(Stored data)

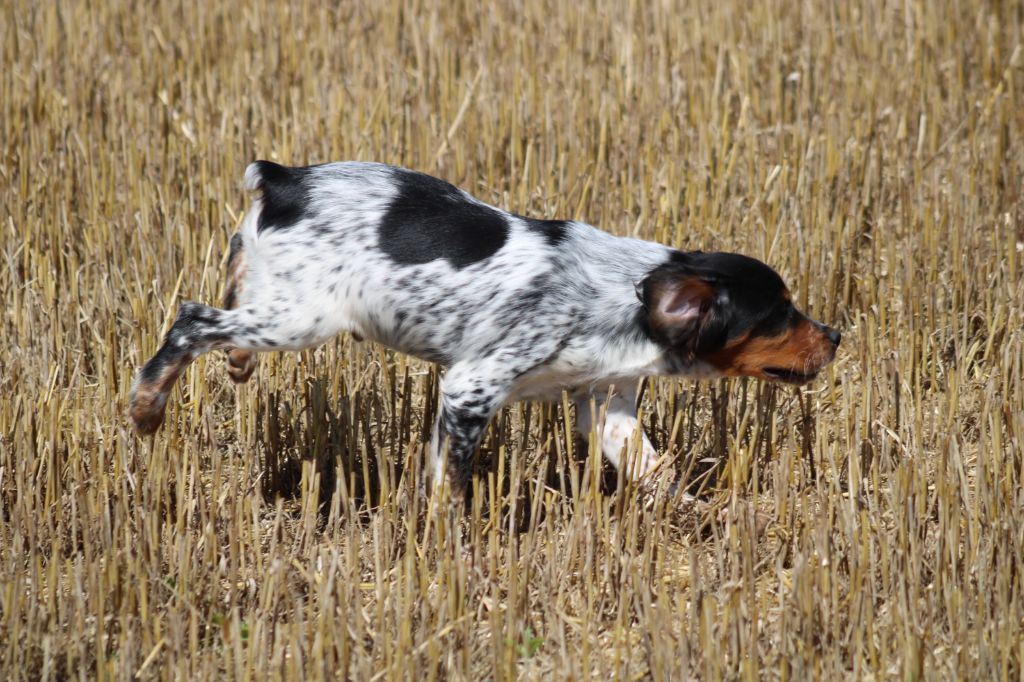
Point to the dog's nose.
(834, 335)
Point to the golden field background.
(867, 526)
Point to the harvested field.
(867, 526)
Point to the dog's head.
(733, 313)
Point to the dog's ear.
(677, 305)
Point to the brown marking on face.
(803, 348)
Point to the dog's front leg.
(471, 393)
(619, 427)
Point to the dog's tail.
(281, 193)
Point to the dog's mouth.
(787, 376)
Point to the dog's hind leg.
(241, 364)
(199, 329)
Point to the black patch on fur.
(430, 219)
(554, 231)
(286, 195)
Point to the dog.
(513, 307)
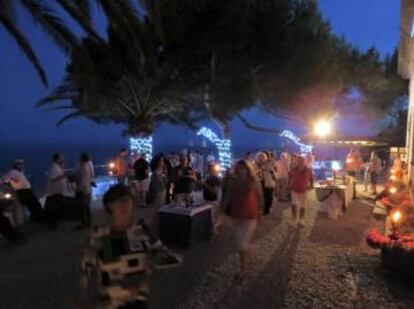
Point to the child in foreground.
(117, 262)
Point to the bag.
(150, 196)
(225, 204)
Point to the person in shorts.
(117, 262)
(301, 183)
(242, 201)
(141, 181)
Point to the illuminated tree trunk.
(142, 145)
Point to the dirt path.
(325, 265)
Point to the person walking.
(57, 200)
(301, 183)
(242, 200)
(267, 178)
(352, 163)
(121, 166)
(84, 174)
(23, 191)
(158, 185)
(374, 169)
(185, 180)
(211, 190)
(141, 181)
(282, 166)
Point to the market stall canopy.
(349, 141)
(406, 52)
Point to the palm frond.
(51, 23)
(77, 114)
(84, 6)
(24, 46)
(79, 16)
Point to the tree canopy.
(215, 58)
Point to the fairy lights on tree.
(141, 145)
(223, 146)
(304, 148)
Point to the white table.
(181, 226)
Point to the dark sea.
(38, 157)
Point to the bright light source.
(217, 168)
(304, 148)
(336, 166)
(323, 128)
(396, 216)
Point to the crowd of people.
(246, 192)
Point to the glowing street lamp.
(217, 168)
(395, 217)
(111, 168)
(393, 190)
(322, 128)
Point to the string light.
(304, 148)
(141, 145)
(223, 146)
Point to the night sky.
(364, 23)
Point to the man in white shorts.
(301, 183)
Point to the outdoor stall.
(338, 178)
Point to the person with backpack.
(141, 180)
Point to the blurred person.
(121, 166)
(267, 178)
(141, 181)
(352, 163)
(211, 190)
(309, 160)
(301, 183)
(23, 191)
(127, 246)
(282, 175)
(242, 200)
(184, 181)
(158, 185)
(85, 175)
(58, 203)
(211, 158)
(374, 170)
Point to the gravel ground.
(324, 265)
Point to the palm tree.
(48, 19)
(128, 78)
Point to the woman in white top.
(84, 179)
(24, 192)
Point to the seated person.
(118, 260)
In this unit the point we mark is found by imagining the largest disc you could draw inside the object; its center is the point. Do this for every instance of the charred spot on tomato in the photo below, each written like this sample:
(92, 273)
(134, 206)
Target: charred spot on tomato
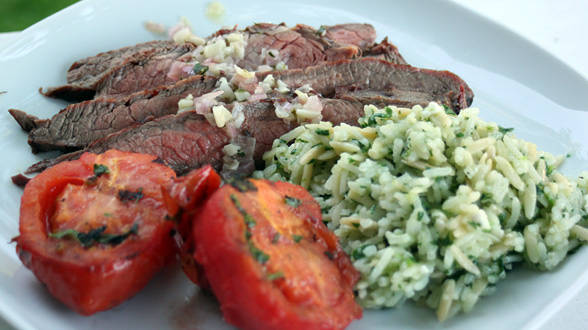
(292, 201)
(158, 161)
(100, 169)
(95, 236)
(130, 196)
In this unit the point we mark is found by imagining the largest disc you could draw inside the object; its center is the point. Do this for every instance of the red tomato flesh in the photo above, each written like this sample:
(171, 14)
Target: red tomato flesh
(183, 197)
(270, 260)
(123, 207)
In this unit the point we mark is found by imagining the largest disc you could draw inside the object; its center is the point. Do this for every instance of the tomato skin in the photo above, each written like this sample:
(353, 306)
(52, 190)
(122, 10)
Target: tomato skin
(315, 291)
(98, 277)
(183, 197)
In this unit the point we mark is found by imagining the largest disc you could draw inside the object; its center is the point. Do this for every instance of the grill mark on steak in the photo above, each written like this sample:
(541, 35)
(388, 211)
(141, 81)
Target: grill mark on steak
(407, 84)
(80, 124)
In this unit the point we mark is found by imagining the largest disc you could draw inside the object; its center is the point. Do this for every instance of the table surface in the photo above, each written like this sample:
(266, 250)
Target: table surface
(559, 28)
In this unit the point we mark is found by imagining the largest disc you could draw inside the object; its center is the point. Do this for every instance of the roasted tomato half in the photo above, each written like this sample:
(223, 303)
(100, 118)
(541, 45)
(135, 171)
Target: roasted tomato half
(184, 196)
(95, 230)
(271, 262)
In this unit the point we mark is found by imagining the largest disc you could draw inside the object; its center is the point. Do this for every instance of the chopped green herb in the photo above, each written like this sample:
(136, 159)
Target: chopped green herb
(275, 276)
(444, 241)
(100, 169)
(502, 217)
(357, 253)
(448, 110)
(95, 236)
(549, 170)
(257, 254)
(324, 132)
(372, 120)
(200, 69)
(247, 218)
(505, 130)
(292, 201)
(486, 199)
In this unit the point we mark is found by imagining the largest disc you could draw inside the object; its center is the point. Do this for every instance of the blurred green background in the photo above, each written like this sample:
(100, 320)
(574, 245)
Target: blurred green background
(16, 15)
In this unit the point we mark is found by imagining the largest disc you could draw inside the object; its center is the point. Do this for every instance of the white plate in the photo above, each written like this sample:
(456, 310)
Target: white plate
(516, 85)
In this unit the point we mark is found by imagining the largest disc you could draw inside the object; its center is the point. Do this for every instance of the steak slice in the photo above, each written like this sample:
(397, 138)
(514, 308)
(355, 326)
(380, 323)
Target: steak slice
(385, 51)
(406, 84)
(143, 69)
(357, 34)
(187, 140)
(184, 141)
(80, 124)
(152, 64)
(88, 70)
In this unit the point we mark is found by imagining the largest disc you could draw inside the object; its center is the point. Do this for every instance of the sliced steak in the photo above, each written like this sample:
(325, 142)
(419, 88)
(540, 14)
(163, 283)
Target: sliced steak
(187, 140)
(143, 69)
(80, 124)
(360, 35)
(88, 70)
(150, 65)
(385, 51)
(407, 84)
(183, 142)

**Short problem**. Strip out the pictures and quote the remaining data word for word.

**Completed task**.
Point to the dog's nose.
(834, 335)
Point to the golden field background.
(867, 526)
Point to the harvested field.
(867, 526)
Point to the dog's head.
(733, 313)
Point to the dog's ear.
(677, 305)
Point to the brown marking on face.
(803, 348)
Point to the dog's front leg.
(471, 393)
(619, 427)
Point to the dog's tail.
(281, 193)
Point to the dog's mouth.
(787, 376)
Point to the dog's hind leg.
(241, 364)
(199, 329)
Point to the black patch on fur.
(430, 219)
(554, 231)
(286, 195)
Point to the dog.
(513, 307)
Point to the child in foreground.
(117, 262)
Point to the bag.
(150, 196)
(225, 204)
Point to the person in shorts.
(117, 262)
(301, 183)
(242, 201)
(141, 181)
Point to the illuminated tree trunk.
(142, 145)
Point to the dirt path.
(325, 265)
Point to the person walking.
(57, 200)
(301, 183)
(242, 200)
(267, 178)
(352, 163)
(121, 166)
(84, 174)
(23, 191)
(158, 185)
(374, 169)
(185, 180)
(211, 190)
(141, 181)
(282, 166)
Point to the market stall canopy.
(349, 141)
(406, 52)
Point to the palm frond.
(51, 23)
(77, 114)
(84, 6)
(24, 46)
(79, 16)
Point to the tree canopy.
(215, 58)
Point to the fairy lights on tree.
(141, 145)
(223, 146)
(304, 148)
Point to the white table.
(181, 226)
Point to the dark sea.
(38, 157)
Point to the bright light source.
(217, 168)
(304, 148)
(336, 166)
(323, 128)
(396, 216)
Point to the crowd of people.
(246, 192)
Point to the glowing street lamp.
(217, 168)
(395, 217)
(111, 168)
(393, 190)
(322, 128)
Point to the string light.
(304, 148)
(141, 145)
(223, 146)
Point to the night sky.
(364, 23)
Point to the man in white shorts.
(301, 183)
Point to the outdoor stall.
(338, 178)
Point to the person with backpack.
(141, 180)
Point to the blurred person.
(121, 166)
(267, 178)
(141, 181)
(352, 163)
(211, 190)
(309, 160)
(301, 183)
(23, 191)
(127, 246)
(282, 175)
(242, 200)
(184, 181)
(158, 185)
(85, 175)
(58, 203)
(211, 158)
(374, 170)
Point to the gravel ground.
(324, 265)
Point to the palm tree.
(48, 19)
(128, 78)
Point to the woman in white top.
(84, 179)
(24, 192)
Point to the seated person.
(118, 260)
In this unit the point we mark is found by imagining the largest disc you could draw inside the object; its center is the point. Do this for every instance of the charred spot on tomato in the photo below, each written like this sample:
(92, 273)
(134, 206)
Target: charred spot on tomato
(292, 201)
(158, 161)
(100, 169)
(95, 236)
(130, 196)
In this unit the point we mark is found by imagining the largest disc you could draw inside the object; its center is the point. Do this for every instance of the red tomato flesh in the photo above, each written like this sample:
(171, 14)
Target: red tomato flesh
(183, 197)
(270, 260)
(123, 207)
In this unit the point we mark is found by imagining the largest disc you could draw inside the object; its center is the point. Do this for every instance of the tomato skin in the photo above, each written like this sample:
(353, 306)
(52, 190)
(122, 10)
Target: tomato skin
(315, 291)
(98, 277)
(183, 197)
In this unit the point we mark is found by imagining the largest disc you could draw inside the object; its center is the point. Do this for every instance of the grill mark on steak in the photo above, each written like this sample:
(541, 35)
(388, 211)
(141, 81)
Target: grill mark on steak
(407, 84)
(80, 124)
In this unit the point we mark is found by imagining the largest disc you could draw inside the object; its center is the point. Do this for every instance of the table surface in the photo above, each written like this sample:
(266, 250)
Target: table surface
(559, 28)
In this unit the point we mark is found by imagining the largest disc you could draw inside the object; its center is the point. Do this for every instance of the roasted tomato half in the photo above, each written like this sample:
(223, 303)
(100, 118)
(541, 45)
(135, 171)
Target: roasted tomato half
(184, 196)
(95, 230)
(271, 262)
In this unit the point we mark is found by imagining the largest disc you could draw inside the object; its center is the point. Do this for every instance of the chopped green herb in the photo above, each written like this sample:
(136, 159)
Target: chopped green herb
(275, 276)
(444, 241)
(100, 169)
(502, 217)
(357, 253)
(448, 110)
(95, 236)
(549, 170)
(257, 254)
(324, 132)
(372, 120)
(200, 69)
(247, 218)
(505, 130)
(292, 201)
(486, 199)
In this unit the point we mark is found by imagining the largest disc you could draw inside the object; its center is the point. Do this for every instance of the blurred green background in the photo above, each written like this sample:
(100, 320)
(574, 245)
Target: blurred green background
(16, 15)
In this unit the point we mark is found by imagining the largest disc you could draw inside the object; its center is the point. Do this for every instance of the white plate in the photo above, each written like this sample:
(456, 310)
Target: white plate
(516, 85)
In this unit the point we mark is found by imagining the largest disc you could draw inside the object; its center is the point. Do this for every instance of the steak slice in the photo above, each written like this sample:
(397, 138)
(514, 308)
(355, 326)
(380, 323)
Target: steak slice
(385, 51)
(406, 84)
(143, 69)
(357, 34)
(187, 140)
(184, 141)
(80, 124)
(152, 64)
(88, 70)
In this unit the point we mark is found by imagining the largest disc you could draw inside the object; its center is the point. Do this for every instance of the sliced steak in the photo above, each written like this sample:
(325, 142)
(419, 88)
(540, 14)
(163, 283)
Target: sliced steak
(187, 140)
(143, 69)
(80, 124)
(360, 35)
(88, 70)
(150, 65)
(385, 51)
(407, 84)
(183, 142)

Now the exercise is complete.